Page excerpt:
Start of Block

Unlike the 1978 death penalty law, which requires the imposition of a penalty that is proportionate to the defendant’s personal moral culpability, the cruel and unusual punishments clause of the Eighth Amendment merely prohibits the imposition of a penalty that is disproportionate thereto (People v. Marshall (1990) 50 Cal.3d 907, 938 [269 Cal.Rptr. 269, 790 P.2d 676]).
In Booth v. Maryland (1987) 482 U.S. 496, 502-509 [96 L.Ed.2d 440, 448-452, 107 S.Ct. 2529], the United States Supreme Court concluded that the introduction of evidence concerning such matters as the victim’s personal characteristics, the emotional impact of the crime on the victim’s family, and the opinions of family members about the crime and the criminal—except to the extent it related directly to the circumstances of the crime—was violative of a criminal defendant’s rights under the cruel and unusual punishments clause, and that accordingly such evidence was inadmissible per se. In South Carolina v. Gathers (1989) 490 U.S. 805, 810-812 [104 L.Ed.2d 876, 882-883, 109 S.Ct. 2207], the court followed Booth and concluded that the presentation of argument relating to such matters was violative of those same rights and as such was improper per se.
I turn again to the present case. The testimony of Rosa, Sheba, and Lakecia was not inadmissible under the cruel and unusual punishments clause. Booth and Gathers “do not extend to evidence or argument concerning the nature and circumstances of the capital offense or the effect of that offense on the victim. . . . [Neither do they] extend to evidence or argument relating to the nature and circumstances of other criminal activity involving the use or threat of force or violence or the effect of such criminal activity on the victims . . . .” (People v. Benson, supra, 52 Cal.3d at p. 797, italics added.)

End of Block

Tasks to complete:
- 1) Answer these questions from the court opinion excerpt:
(a) What does the cruel and unusual punishments clause of the Eighth Amendment prohibit?
(b) In which 1989 case did the court follow Booth?
(c) Whose testimony was not inadmissible under the cruel and unusual punishments clause?
- 2) Return the part of the court opinion excerpt starting with "In Booth v." and going on through "improper per se.", copied word for word.
You won't need the data to do any of this.

Material supplied:
Start of Block

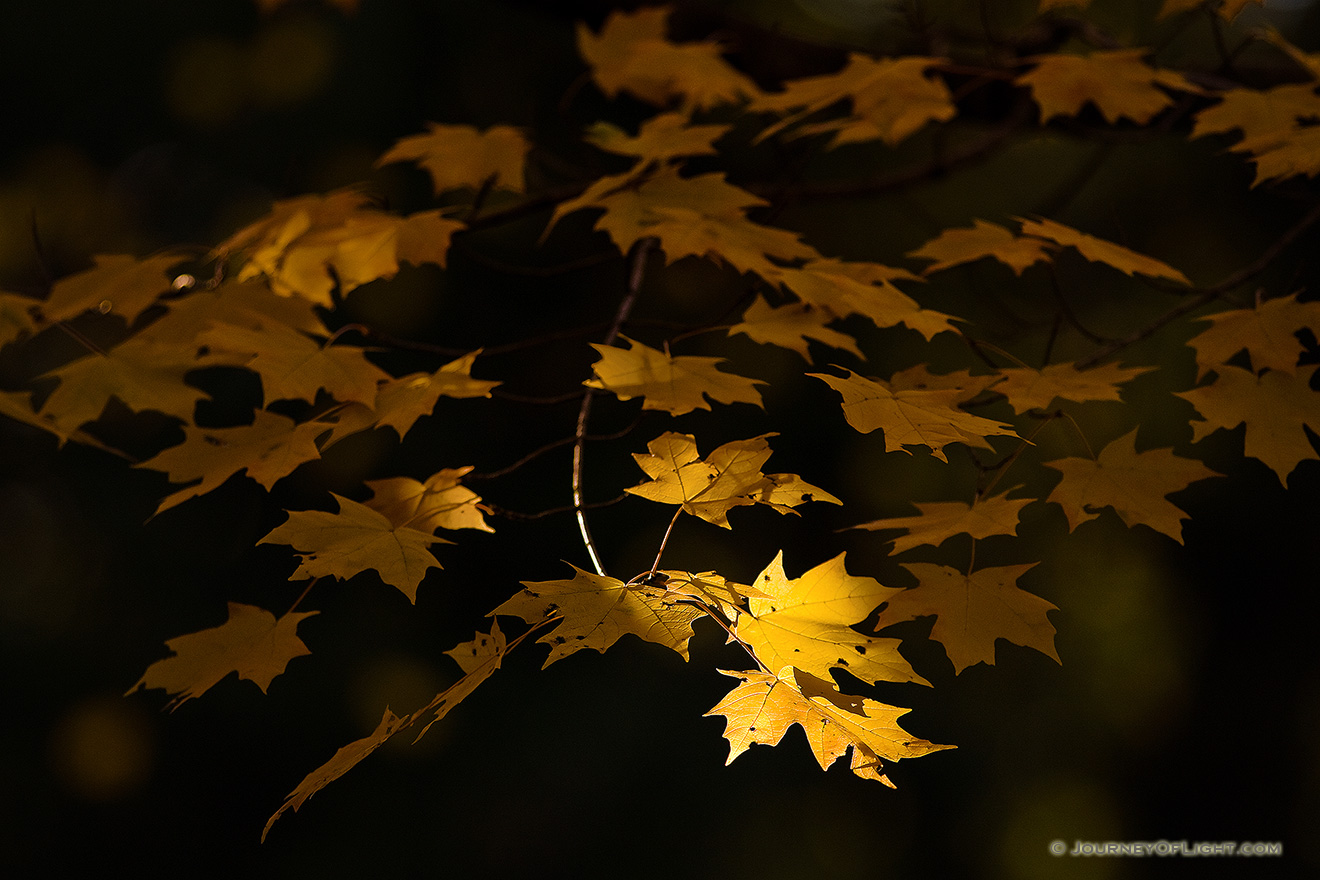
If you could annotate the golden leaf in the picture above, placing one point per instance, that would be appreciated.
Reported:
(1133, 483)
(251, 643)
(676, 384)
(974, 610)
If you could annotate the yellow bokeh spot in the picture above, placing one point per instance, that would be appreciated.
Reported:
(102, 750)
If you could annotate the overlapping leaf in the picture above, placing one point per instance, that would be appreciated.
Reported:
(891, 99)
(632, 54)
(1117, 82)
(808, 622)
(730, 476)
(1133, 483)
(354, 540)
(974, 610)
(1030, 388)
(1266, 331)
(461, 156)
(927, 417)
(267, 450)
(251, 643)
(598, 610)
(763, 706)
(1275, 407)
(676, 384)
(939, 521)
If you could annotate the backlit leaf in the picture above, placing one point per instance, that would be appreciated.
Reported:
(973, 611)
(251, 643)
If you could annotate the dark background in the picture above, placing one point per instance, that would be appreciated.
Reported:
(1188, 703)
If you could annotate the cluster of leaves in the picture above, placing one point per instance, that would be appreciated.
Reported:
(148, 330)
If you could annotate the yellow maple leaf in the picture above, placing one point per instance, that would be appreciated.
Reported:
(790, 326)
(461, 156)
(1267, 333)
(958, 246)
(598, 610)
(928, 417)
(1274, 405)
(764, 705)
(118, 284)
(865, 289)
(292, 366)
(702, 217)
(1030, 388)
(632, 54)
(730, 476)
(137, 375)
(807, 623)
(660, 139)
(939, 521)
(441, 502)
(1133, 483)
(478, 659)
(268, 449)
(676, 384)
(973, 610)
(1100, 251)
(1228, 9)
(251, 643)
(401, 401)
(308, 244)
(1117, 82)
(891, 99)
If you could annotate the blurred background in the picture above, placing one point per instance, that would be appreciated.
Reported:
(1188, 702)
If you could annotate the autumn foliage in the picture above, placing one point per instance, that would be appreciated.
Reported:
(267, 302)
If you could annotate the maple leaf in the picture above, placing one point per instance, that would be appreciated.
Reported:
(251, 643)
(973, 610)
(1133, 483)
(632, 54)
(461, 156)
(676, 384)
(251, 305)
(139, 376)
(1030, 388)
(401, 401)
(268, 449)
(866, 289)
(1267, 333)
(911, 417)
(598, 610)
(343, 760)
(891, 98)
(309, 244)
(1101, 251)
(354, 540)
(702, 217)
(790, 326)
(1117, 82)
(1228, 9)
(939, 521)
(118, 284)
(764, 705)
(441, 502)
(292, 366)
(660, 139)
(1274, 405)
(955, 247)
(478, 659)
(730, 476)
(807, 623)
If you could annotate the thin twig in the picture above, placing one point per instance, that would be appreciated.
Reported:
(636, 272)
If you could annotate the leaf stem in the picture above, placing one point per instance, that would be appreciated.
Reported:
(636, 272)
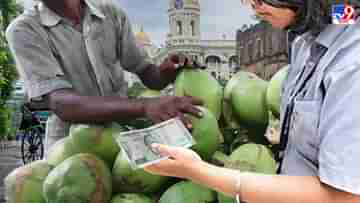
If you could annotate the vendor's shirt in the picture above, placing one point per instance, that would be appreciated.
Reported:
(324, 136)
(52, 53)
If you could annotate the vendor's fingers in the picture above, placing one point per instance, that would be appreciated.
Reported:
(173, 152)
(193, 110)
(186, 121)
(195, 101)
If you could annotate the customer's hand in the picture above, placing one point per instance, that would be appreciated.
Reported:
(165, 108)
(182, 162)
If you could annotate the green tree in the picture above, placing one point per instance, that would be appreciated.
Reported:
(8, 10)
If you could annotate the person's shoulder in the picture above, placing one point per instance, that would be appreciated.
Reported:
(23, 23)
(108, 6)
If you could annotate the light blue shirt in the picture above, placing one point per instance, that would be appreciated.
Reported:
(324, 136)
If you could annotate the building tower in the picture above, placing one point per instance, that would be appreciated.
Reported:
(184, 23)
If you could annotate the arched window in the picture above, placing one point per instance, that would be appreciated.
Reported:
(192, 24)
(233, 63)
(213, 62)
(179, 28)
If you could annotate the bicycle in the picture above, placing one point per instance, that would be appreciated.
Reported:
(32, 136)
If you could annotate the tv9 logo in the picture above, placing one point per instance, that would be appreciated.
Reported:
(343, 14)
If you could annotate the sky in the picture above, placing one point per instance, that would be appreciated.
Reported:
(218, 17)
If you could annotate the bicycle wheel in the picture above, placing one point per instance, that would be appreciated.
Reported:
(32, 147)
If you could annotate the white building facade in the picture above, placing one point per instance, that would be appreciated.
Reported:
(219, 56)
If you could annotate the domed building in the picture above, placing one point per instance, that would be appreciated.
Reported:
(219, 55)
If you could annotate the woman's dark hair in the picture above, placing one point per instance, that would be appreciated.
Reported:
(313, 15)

End of Block

Results of the exercise:
- 1)
(a) The imposition of a penalty that is disproportionate to the defendant's personal moral culpability.
(b) South Carolina v. Gathers.
(c) The testimony of Rosa, Sheba, and Lakecia.

- 2)
In Booth v. Maryland (1987) 482 U.S. 496, 502-509 [96 L.Ed.2d 440, 448-452, 107 S.Ct. 2529], the United States Supreme Court concluded that the introduction of evidence concerning such matters as the victim’s personal characteristics, the emotional impact of the crime on the victim’s family, and the opinions of family members about the crime and the criminal—except to the extent it related directly to the circumstances of the crime—was violative of a criminal defendant’s rights under the cruel and unusual punishments clause, and that accordingly such evidence was inadmissible per se. In South Carolina v. Gathers (1989) 490 U.S. 805, 810-812 [104 L.Ed.2d 876, 882-883, 109 S.Ct. 2207], the court followed Booth and concluded that the presentation of argument relating to such matters was violative of those same rights and as such was improper per se.